— TEXT SECTION —

----

Bush, Clinton in the web
Behind the assassination of Kabila
By Deirdre
Griswold and
Johnnie Stevens
The failure of both Bill Clinton and George W. Bush to
express even the most perfunctory regret over the assassination
of Congo President Laurent Désiré Kabila betrays
how implicated Washington is in this latest outrage against the
most important country in central Africa.
Washington's silence is even more glaring considering that
its foreign policy experts are well aware that the African
people view the secret intelligence agencies of the U.S.
government, which work closely with corporations seeking vast
fortunes in the region, as the probable authors of this
crime.
George Bush Sr., father of the president, even had an
intimate connection with one of these plundering
corporations.
But this is not mentioned in the commercial media, which, as
usual, go even further than indifference to insult the fallen
head of state, while speculating on the breakup of the
Congo.

----

— PROBLEMS AND TASKS —
(1) In the article on the killing of Laurent Désiré Kabila, which two U.S. presidents are said to have shown no regret over it?
(2) Pick up the article about the killing of Congo's President Kabila right after its last sentence and keep it going.

----

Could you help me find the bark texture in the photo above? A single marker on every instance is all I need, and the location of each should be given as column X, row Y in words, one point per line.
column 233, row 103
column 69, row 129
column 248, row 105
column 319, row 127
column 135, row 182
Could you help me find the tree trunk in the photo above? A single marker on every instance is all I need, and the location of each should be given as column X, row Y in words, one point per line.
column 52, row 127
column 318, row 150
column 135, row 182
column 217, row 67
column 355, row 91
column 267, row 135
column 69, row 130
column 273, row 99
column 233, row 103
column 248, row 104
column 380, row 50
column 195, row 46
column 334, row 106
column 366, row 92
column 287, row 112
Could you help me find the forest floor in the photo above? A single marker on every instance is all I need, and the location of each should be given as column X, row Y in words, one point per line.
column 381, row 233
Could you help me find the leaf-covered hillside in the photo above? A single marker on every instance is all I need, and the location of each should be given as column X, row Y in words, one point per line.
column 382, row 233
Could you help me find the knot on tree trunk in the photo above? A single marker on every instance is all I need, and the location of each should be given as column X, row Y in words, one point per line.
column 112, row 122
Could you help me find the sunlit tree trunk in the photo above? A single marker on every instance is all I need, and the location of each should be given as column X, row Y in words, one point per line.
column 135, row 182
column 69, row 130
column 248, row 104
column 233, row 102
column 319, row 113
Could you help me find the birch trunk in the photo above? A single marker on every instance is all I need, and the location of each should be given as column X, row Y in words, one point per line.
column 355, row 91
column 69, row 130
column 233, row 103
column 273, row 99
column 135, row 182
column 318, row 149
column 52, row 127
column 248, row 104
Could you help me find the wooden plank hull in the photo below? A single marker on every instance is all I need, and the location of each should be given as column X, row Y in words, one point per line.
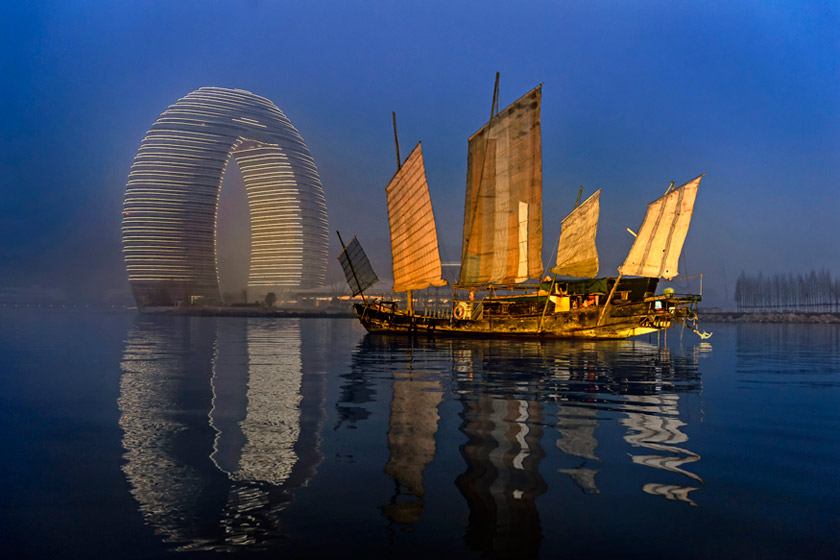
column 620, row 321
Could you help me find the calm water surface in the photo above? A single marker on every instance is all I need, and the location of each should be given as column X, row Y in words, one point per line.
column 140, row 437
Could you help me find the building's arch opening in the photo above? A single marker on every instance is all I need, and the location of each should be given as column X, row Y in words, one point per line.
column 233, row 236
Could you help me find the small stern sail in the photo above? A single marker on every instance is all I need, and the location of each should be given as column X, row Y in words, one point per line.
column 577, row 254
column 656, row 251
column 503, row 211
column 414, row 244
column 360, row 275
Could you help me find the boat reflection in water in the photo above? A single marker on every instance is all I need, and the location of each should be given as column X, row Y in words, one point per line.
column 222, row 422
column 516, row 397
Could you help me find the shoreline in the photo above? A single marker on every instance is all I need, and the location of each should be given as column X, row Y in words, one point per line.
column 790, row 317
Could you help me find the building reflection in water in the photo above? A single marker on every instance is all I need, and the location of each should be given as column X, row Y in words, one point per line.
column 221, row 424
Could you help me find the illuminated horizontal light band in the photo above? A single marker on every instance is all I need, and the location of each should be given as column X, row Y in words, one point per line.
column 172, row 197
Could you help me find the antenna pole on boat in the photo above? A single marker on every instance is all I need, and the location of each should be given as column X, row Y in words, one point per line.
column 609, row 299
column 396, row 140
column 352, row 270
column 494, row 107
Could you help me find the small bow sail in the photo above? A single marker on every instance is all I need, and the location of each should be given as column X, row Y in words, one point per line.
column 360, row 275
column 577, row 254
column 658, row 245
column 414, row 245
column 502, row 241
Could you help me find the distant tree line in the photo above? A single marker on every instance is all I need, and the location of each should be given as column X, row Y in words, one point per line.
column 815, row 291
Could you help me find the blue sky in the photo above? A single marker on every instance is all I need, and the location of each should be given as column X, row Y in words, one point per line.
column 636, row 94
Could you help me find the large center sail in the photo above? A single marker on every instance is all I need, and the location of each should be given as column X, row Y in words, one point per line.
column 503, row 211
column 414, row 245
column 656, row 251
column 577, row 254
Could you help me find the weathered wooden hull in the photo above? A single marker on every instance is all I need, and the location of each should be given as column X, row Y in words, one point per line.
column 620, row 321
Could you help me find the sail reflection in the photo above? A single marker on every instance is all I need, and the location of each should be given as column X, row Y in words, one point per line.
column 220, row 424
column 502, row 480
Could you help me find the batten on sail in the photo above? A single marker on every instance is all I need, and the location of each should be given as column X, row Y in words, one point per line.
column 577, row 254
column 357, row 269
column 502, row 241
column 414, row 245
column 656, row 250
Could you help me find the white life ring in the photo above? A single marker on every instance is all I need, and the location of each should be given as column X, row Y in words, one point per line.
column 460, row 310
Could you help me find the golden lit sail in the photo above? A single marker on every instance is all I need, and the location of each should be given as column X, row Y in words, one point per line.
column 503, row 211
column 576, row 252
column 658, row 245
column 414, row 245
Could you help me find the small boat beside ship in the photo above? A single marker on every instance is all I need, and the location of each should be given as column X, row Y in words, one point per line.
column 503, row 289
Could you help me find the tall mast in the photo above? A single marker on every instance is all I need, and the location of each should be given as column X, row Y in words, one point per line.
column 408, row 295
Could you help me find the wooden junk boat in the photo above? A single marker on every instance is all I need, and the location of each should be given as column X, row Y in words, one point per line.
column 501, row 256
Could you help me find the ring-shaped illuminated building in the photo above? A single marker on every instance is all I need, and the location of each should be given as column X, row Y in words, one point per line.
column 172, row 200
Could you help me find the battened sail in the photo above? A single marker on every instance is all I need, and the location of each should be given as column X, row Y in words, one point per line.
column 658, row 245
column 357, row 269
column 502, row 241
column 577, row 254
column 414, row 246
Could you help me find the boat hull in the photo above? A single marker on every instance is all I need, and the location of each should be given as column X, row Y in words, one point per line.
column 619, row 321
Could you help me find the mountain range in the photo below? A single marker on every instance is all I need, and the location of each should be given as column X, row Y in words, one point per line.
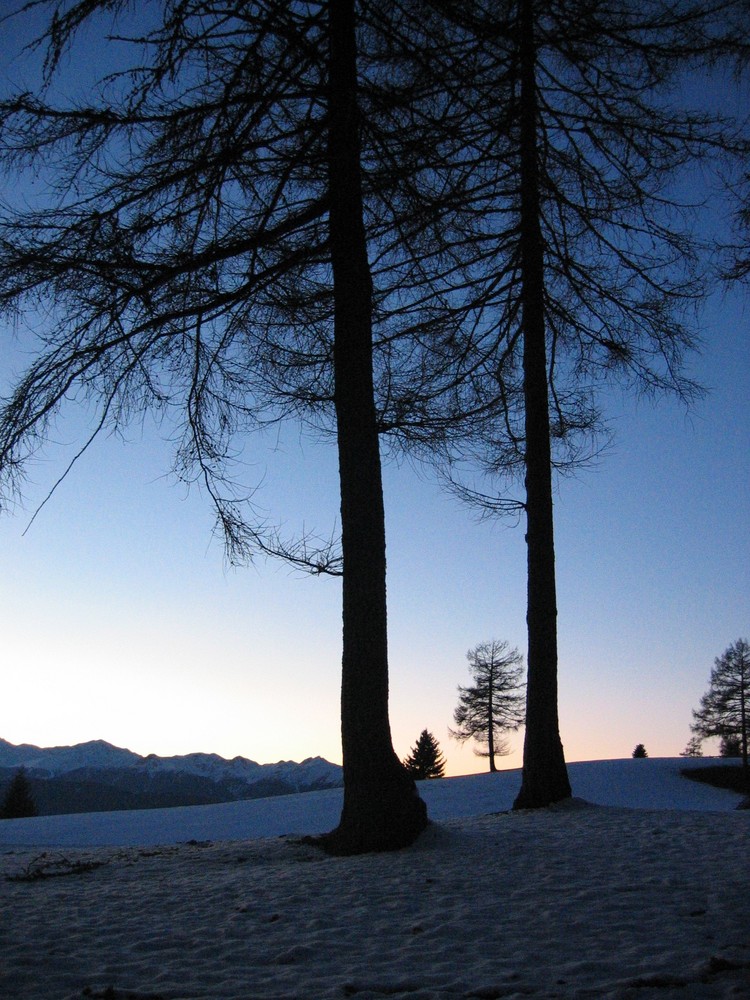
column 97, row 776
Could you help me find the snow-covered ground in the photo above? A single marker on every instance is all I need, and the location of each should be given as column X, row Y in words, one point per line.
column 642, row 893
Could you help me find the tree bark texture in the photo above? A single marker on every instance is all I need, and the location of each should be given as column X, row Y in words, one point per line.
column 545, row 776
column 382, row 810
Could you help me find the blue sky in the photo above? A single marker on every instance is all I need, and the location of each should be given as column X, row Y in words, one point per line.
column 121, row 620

----

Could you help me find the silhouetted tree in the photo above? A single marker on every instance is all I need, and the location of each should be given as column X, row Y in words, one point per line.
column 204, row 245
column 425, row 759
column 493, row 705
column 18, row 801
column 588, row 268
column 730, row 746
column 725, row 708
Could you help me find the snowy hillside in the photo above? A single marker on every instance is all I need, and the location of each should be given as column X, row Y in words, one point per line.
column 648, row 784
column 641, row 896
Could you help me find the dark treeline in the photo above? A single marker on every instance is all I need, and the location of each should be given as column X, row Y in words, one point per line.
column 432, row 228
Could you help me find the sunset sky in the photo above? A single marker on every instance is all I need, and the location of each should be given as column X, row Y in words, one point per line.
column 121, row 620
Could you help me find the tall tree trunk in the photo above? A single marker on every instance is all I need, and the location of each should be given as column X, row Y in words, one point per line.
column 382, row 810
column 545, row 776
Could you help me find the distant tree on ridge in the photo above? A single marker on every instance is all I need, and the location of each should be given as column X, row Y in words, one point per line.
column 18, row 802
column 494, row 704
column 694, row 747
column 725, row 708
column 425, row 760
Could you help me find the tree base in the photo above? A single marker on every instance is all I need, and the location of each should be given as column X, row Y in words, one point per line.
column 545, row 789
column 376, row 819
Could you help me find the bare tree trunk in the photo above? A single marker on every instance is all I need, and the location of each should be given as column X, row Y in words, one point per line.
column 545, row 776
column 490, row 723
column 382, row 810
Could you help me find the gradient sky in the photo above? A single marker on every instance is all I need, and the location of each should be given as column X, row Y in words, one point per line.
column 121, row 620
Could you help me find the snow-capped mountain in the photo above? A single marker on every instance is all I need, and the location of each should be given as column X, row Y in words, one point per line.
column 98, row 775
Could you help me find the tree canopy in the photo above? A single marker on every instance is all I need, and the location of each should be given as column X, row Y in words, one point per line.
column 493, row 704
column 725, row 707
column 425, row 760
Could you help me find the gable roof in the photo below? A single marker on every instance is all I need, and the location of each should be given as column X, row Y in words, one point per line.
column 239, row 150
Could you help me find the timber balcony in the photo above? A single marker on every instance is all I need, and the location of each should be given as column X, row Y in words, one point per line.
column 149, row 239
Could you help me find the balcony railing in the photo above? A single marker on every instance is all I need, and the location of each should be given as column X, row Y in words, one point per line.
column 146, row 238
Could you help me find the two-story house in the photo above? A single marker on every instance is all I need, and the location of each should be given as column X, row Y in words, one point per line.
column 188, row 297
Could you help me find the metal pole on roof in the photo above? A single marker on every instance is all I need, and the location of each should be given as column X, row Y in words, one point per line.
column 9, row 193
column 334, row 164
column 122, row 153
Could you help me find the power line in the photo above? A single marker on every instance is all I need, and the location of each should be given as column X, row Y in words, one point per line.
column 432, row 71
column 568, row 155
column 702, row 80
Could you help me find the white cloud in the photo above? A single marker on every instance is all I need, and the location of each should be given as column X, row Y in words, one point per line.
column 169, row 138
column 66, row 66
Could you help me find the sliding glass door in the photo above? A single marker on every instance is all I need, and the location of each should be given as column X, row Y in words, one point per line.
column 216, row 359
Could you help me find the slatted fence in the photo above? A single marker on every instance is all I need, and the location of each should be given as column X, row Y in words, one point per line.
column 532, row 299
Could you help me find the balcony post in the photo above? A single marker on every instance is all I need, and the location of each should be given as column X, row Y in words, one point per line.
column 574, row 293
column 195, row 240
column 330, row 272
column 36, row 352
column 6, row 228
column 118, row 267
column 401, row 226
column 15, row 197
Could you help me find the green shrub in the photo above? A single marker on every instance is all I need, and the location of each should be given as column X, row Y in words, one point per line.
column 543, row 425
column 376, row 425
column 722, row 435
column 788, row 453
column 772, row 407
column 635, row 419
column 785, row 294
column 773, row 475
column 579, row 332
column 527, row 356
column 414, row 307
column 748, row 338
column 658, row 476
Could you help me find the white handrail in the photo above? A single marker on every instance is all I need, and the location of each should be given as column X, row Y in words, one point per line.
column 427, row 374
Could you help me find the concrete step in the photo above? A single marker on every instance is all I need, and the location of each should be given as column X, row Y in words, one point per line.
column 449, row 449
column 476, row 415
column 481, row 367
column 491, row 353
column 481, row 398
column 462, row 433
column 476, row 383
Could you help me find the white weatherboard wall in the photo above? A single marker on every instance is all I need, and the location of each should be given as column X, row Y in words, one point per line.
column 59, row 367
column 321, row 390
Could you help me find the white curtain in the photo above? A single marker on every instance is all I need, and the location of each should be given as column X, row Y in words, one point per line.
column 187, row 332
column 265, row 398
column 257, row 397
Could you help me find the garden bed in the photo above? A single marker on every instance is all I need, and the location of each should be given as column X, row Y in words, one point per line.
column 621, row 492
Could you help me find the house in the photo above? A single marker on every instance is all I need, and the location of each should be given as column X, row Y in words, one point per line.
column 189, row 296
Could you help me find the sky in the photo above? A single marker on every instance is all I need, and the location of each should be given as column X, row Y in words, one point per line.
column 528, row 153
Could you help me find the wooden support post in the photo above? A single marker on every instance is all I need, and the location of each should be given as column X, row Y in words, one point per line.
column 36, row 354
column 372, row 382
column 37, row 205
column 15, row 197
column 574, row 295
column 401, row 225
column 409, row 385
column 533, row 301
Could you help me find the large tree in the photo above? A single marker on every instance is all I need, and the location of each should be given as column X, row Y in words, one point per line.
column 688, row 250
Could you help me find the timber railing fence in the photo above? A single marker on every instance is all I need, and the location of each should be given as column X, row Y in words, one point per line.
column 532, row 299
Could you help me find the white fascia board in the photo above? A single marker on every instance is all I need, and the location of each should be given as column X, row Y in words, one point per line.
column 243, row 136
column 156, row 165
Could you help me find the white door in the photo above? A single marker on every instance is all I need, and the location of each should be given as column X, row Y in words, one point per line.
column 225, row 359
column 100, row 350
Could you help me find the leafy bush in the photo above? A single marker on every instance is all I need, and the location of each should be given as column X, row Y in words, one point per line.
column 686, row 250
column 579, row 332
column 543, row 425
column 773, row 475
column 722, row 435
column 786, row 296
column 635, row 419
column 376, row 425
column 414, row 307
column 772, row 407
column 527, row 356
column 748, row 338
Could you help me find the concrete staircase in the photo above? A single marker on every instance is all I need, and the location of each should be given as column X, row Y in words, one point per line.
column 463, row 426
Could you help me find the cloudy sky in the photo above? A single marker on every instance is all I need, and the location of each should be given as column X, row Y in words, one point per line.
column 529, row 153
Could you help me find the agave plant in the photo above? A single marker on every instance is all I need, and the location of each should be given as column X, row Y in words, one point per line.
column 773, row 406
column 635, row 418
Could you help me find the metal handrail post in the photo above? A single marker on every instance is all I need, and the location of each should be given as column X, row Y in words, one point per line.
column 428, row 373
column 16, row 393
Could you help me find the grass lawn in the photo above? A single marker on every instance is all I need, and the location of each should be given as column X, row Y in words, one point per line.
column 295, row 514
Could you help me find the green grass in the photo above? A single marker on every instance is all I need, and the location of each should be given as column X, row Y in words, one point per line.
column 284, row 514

----

— ANSWER LIST —
(1) Bill Clinton and George W. Bush.

(2)
What they carefully omit in their reporting is the deadly
record of U.S. interventions in the Congo, beginning with
President Dwight D. Eisenhower's order at a meeting of the
National Security Council on Aug. 18, 1960, to assassinate
Patrice Lumumba. Lumumba was the young and inspiring
independence leader who was briefly the Congo's first
president. The 40th anniversary of his assassination, Jan. 17
of this year, was the day after Kabila was shot.
The U.S. media are today blaming Kabila for failing to bring
peace to the Congo. This is a monstrous charge, since
Washington is largely responsible for the war that has crushed
the Congolese people's hopes for a better life since the
overthrow of dictator Mobutu Sese Seko. The Congo government
has been trying to expel Rwandan and Ugandan troops that
invaded eastern Congo in August 1998. The U.S. has secretly
supported them and their occupation of this area of fabulous
mineral wealth.
The Congo's allies in this war are Zimbabwe, Angola and
Namibia--all countries that had to fight racist colonial
regimes to win their independence.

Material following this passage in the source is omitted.